The Trump administration has reunited only 1,012 children with their parents since a federal judge ordered a halt to its cruel and vindictive policy of separating families of undocumented immigrants after being detained. The federal government has declared only 1,637 of 2,551 separated migrant children to be “eligible” for reunification, and it is likely the government will fail to meet tomorrow’s court-imposed deadline to reunify all of these children with their parents.
The fact that hundreds of parents were deported without their children raises the terrible prospect that they may never see their children again, or at best only after a lengthy bureaucratic delay.
Immigration lawyers who spoke to the New York Times said that it was likely that many of the deported parents had signed forms without realizing that they were agreeing to their own deportation, or without understanding that they would be required to leave their children behind. “Our attorney volunteers working with detained separated parents are seeing lots of people who signed forms that they didn’t understand,” an El Paso, Texas, immigration attorney told the Times. “They thought the only way they would see their child again is by agreeing to deportation.”
Yesterday, the ACLU argued before US District Judge Dana Sabraw in favor of increasing the period of time from 48 hours to a week between when detained families are reunited and when they can be deported, in order to allow them more time to make the heartbreaking decision of whether to be deported as a family or to leave their children behind.
Audio recordings of two immigrant mothers in court released by CNN give a glimpse of the enormous mental anguish and duress with which workers are forced to navigate the byzantine immigration court system. The recordings were made during a “credible fear review,” in which a judge determines whether an applicant has standing to pursue asylum.
“Please do not remove me from this country,” one mother, fleeing gang violence in her home country, can be heard saying in Spanish, audibly fighting back tears. “Do it for me or for my son. I have nothing else. I have no one else. I am a single mother.” She told the judge that she was distraught during her initial interview and did not understand many of the questions that were asked of her. “At that time I was feeling very desperate because I was separated from my son. My son remained back at the ice box, he was on the floor, and I didn’t know anything about my son at that time.”
The judge determined that the mother was not eligible for asylum and ordered her to be deported.
The presiding judge in both cases reported by CNN, whose courtroom is located in the Port Isabel Detention Center in Texas where many immigrant children are being sent to be reunited with their parents, has denied almost 80 percent of the asylum cases he hears. Just last month, Attorney General Jeff Sessions declared that domestic abuse and gang violence are not legitimate grounds for asylum.
The chaotic and disorganized reunification proceedings implemented by the Trump administration have created Kafkaesque situations for immigrants whose court cases are still ongoing. Denver newspaper Westword reported that many of the dozens of parents who have been transferred from Colorado to Port Isabel to meet their children have missed scheduled court dates back in Colorado. According to the Southern Poverty Law Center, this legal Catch-22 has occurred in other parts of the country as well.

..........

## Written instruction:
Can you continue the piece on reunifying separated immigrant families, picking up right after its last sentence?

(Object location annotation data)
..........

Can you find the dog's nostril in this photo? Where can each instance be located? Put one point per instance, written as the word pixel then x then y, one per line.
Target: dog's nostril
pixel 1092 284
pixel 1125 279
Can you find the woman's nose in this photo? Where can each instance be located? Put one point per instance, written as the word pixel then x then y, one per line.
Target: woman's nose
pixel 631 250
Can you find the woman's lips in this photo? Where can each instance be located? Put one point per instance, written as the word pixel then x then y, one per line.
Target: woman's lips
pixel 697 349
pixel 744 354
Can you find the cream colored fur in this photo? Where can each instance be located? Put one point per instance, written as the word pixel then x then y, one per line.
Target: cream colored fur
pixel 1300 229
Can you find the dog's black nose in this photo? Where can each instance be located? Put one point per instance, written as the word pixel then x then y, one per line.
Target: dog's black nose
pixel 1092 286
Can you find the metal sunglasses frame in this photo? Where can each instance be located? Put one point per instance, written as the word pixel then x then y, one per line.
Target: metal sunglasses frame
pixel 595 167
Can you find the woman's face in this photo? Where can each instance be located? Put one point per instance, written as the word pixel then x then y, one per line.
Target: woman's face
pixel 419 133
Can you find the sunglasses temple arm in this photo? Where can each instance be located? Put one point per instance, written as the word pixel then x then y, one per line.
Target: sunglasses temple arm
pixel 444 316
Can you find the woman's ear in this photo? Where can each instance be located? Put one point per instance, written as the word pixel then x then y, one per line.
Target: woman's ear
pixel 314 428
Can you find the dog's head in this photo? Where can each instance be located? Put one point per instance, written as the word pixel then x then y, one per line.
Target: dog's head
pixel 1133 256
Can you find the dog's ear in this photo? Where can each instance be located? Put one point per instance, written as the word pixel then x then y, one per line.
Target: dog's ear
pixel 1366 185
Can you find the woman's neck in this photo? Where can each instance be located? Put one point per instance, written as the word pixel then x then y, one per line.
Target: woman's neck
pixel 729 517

..........

## Task answer:
In spite of Trump’s June 20 executive order ending the practice of separating children from parents in detention, the number of children detained in Texas has actually increased since the end of June from 4,919 to 5,024, a figure which includes unaccompanied minors, according to Houston Public Media. A nonprofit has already received permission to build an additional detention center in Houston, and three other applications for private, for-profit prisons are currently pending.
The treatment meted out to child detainees in such facilities, staffed by fascistic and anti-immigrant fanatics, is nothing short of deplorable. Court documents from Virginia and Texas first reported by the Associated Press last month showed that children have been beaten, stripped down and drugged. Complaints filed in previous years under the Obama administration revealed widespread physical abuse and even rape of detained immigrant children by ICE.
Bloomberg News reported yesterday that human rights lawyers have asked a federal judge to appoint a special monitor after compiling 225 firsthand accounts of abuse by immigrant children, arguing that the government has conducted a “full-scale assault” on court precedent limiting the detention and mistreatment of immigrant minors.
Adults in custody have fared little better. A report last month on a detention facility in Massachusetts included details reminiscent of Abu Ghraib, with guards encouraging detainees to fight for their amusement and literally treating others as dogs. Immigrants at another facility in the state launched a hunger strike last week to protest inhumane treatment.
In other news, a federal judge has ordered the release of Pablo Villavicencio, the Ecuadorian immigrant who was detained and arrested by military police while delivering pizza to an Army facility in Brooklyn. Immigration authorities initiated deportation proceedings against him when they discovered that he had been the subject of a deportation order in 2010.
Judge Paul Crotty excoriated assistant US Attorney Joseph Cordaro during the court proceedings. “Well, the powerful are doing what they want, and the poor are suffering what they must,” Crotty declared. “I mean, is there any concept of justice here or are we just doing this because we want to? Why do we want to enforce the order?”
While Villavicencio is no longer under threat of imminent deportation, he must still fight in court to gain legal status. Villavicencio is married to an American citizen, with whom he has two young daughters.